● BRANO PROPOSTO:

============================================================

Il giornalista Roberto Gervaso ha scritto: “Chi dice che l’inferno è nell’aldilà conosce male l’aldiquà”.
Trovo che questa citazione sia, non soltanto adatta a descrivere le condizioni infernali nelle quali vivono troppi bambini, ma anche appropriata per suggerire, a coloro i quali recepiscono i principi religiosi in modo meramente astratto, di tradurre tali presupposti teorici in aiuti reali, attuali e concreti.
Mbeubeus, nella provincia di Dakar, è una di queste terribili realtà terrene, a pensarci, neppure tanto distanti geograficamente da noi.
Durante il primo viaggio in Senegal ho appreso dell’esistenza di questa immensa discarica all’interno della quale vivono (ma è più corretto “sopravvivono”) nuclei familiari con minori e – situazione ancora più drammatica – bambini, come i talibè, senza neppure una famiglia.
Quando sono tornata per la seconda volta a Dakar ho chiesto di essere accompagnata a visitare questo luogo personalmente, con l’intenzione di comprenderne le dinamiche (razionalmente, perché emotivamente credo sia impossibile riuscire a capire) e di documentarne, attraverso le immagini, l’esistenza.

============================================================

● CONSEGNE DELL'ESERCIZIO:
**A)** Copia fedelmente dal brano sulla discarica di Mbeubeus il passo compreso tra “Il giornalista Roberto” e “neppure una famiglia.”, estremi inclusi.
**B)** Per favore, prosegui il brano sulla discarica di Mbeubeus, riprendendo subito dopo la sua ultima frase.
I record riportati qui sotto non servono per svolgere l'esercizio.

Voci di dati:

============================================================

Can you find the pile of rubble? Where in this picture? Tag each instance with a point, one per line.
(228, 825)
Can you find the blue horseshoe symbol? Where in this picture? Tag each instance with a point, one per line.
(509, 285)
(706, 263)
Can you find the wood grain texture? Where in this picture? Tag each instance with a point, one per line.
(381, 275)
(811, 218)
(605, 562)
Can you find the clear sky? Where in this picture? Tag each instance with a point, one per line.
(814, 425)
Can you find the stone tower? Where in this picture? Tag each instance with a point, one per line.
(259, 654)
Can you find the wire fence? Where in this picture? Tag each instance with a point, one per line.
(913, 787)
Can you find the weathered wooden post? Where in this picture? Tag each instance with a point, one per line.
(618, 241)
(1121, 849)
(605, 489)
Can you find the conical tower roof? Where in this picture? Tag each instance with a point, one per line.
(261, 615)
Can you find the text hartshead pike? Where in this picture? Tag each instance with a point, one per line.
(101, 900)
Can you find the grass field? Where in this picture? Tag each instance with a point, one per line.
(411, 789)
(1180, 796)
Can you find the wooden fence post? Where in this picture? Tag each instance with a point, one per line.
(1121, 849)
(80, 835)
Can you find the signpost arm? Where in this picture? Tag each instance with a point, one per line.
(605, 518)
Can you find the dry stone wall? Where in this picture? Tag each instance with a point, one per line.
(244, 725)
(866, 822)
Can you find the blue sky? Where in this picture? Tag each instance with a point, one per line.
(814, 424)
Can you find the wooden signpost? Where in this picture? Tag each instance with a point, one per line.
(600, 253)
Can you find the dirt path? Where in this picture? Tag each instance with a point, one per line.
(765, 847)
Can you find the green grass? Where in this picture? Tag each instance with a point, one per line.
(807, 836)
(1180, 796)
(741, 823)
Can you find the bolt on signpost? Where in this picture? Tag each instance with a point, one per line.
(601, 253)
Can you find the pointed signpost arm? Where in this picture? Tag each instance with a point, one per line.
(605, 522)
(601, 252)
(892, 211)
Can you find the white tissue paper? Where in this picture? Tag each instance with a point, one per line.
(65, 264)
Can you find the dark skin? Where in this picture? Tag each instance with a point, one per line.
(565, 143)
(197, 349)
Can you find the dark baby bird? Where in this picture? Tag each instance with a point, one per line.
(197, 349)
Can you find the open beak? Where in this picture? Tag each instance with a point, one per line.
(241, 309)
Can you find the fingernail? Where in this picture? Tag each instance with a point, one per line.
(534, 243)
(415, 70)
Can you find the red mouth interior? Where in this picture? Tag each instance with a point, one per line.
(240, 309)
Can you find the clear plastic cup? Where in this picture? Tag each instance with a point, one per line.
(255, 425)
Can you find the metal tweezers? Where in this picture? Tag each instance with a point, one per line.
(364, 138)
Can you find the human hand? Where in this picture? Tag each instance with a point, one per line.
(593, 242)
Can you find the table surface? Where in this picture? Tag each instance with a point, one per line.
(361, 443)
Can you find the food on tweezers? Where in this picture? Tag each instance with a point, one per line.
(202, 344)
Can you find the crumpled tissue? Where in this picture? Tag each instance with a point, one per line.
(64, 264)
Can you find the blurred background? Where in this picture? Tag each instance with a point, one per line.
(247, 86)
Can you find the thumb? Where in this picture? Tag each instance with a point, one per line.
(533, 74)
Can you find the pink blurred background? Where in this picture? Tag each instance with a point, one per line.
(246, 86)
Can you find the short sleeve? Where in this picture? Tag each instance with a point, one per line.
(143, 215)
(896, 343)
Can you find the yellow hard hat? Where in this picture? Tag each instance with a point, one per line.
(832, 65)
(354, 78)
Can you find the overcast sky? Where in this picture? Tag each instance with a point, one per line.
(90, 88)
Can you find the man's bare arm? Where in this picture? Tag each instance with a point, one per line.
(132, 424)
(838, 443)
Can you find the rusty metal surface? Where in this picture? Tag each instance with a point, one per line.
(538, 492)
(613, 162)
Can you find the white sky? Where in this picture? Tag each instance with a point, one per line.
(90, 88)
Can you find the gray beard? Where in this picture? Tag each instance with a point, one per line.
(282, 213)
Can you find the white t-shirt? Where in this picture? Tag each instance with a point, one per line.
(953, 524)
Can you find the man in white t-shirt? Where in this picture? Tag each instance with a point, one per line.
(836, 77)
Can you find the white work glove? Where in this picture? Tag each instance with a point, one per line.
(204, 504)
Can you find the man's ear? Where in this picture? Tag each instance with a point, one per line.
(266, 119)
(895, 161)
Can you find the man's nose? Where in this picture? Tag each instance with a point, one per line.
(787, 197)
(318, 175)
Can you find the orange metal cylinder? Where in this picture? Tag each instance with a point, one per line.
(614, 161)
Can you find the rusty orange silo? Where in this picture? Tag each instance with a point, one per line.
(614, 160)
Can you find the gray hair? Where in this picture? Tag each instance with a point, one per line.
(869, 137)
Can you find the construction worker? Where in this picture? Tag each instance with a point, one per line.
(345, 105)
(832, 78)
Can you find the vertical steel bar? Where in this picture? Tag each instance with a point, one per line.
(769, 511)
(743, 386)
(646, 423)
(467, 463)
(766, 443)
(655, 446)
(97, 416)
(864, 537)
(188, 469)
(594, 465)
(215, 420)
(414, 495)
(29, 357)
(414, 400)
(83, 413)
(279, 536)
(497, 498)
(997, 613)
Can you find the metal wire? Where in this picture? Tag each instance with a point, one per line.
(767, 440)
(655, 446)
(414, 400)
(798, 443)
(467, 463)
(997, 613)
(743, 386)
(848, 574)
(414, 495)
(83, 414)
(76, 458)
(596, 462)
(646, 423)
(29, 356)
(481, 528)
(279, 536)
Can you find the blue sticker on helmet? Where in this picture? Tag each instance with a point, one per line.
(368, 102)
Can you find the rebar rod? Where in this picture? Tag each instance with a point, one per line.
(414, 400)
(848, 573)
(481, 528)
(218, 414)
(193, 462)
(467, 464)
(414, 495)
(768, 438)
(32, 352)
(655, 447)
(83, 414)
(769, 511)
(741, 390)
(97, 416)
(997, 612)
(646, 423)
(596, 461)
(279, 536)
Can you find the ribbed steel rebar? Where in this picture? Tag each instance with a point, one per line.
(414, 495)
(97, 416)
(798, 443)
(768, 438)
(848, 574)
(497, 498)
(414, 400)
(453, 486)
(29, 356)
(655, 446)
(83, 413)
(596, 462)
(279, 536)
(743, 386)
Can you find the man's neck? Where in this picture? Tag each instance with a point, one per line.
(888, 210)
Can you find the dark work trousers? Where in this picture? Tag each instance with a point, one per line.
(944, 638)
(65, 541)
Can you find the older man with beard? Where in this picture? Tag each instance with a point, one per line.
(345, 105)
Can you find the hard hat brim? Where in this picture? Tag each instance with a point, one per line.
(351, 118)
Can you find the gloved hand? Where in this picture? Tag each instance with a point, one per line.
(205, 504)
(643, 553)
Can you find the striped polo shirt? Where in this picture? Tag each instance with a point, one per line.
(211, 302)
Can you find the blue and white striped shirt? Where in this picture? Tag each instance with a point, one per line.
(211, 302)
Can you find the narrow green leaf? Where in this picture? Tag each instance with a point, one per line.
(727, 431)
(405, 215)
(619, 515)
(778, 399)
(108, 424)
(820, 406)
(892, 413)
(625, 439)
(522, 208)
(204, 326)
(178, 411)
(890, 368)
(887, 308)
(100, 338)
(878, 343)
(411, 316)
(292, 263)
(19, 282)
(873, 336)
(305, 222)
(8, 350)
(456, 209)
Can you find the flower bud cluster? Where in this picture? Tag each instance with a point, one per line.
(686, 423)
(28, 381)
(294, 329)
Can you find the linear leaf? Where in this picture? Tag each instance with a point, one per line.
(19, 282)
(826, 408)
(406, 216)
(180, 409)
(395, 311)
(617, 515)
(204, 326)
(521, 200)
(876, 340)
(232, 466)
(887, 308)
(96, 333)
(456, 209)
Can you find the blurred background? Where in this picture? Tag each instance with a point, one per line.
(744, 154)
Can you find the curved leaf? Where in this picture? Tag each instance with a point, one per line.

============================================================

● RISPOSTE AI QUESITI:
**A)**
Il giornalista Roberto Gervaso ha scritto: “Chi dice che l’inferno è nell’aldilà conosce male l’aldiquà”.
Trovo che questa citazione sia, non soltanto adatta a descrivere le condizioni infernali nelle quali vivono troppi bambini, ma anche appropriata per suggerire, a coloro i quali recepiscono i principi religiosi in modo meramente astratto, di tradurre tali presupposti teorici in aiuti reali, attuali e concreti.
Mbeubeus, nella provincia di Dakar, è una di queste terribili realtà terrene, a pensarci, neppure tanto distanti geograficamente da noi.
Durante il primo viaggio in Senegal ho appreso dell’esistenza di questa immensa discarica all’interno della quale vivono (ma è più corretto “sopravvivono”) nuclei familiari con minori e – situazione ancora più drammatica – bambini, come i talibè, senza neppure una famiglia.

**B)**
La discarica riceve ogni giorno centinaia di tonnellate d’immondizia proveniente da tutta la regione e non solo, infatti, cercando informazioni su internet, si trovano agevolmente le notizie concernenti le non lodevoli implicazioni del nostro ragguardevole contributo italiano.
Nella discarica è stimata, attualmente, la presenza stabile di circa 2000 persone, 300 delle quali sono bambini che per sopravvivere, proprio come gli adulti, raccolgono e selezionano i rifiuti affinché qualcuno li rivenda, lucrando sulla loro disperazione.
Sebbene sia sensibile soprattutto al tema della tutela dell’infanzia, quando ho visitato la discarica sono rimasta persino più colpita nel vedere una donna anziana, perché mi sono domandata da quanto tempo sopravvivesse a tali condizioni disumane. La risposta più verosimile che mi sono data è che quella donna, come le altre all’interno della discarica, potrebbe aver trascorso lì tutta la sua esistenza.
Un altro aspetto che mi ha notevolmente impressionata è stato vedere gli animali (dai quali si ricavano gli alimenti come la carne, il latte e le uova) che si nutrono di tutto ciò che (come qualunque altra fonte di sostentamento si trovi all’interno o poco distante dalla discarica) è certamente infetto, inquinato e nocivo.
Paradossalmente, all’entrata della discarica, è anche situato un piccolo cabinet medico per le emergenze quotidiane, l’ingresso del quale mi ha evocato l’immagine dell’antinferno dantesco dove, nel Canto III, la porta infernale reca sulla sommità l’iscrizione: “Per me si va ne la città dolente, per me si va ne l’etterno dolore, per me si va tra la perduta gente”.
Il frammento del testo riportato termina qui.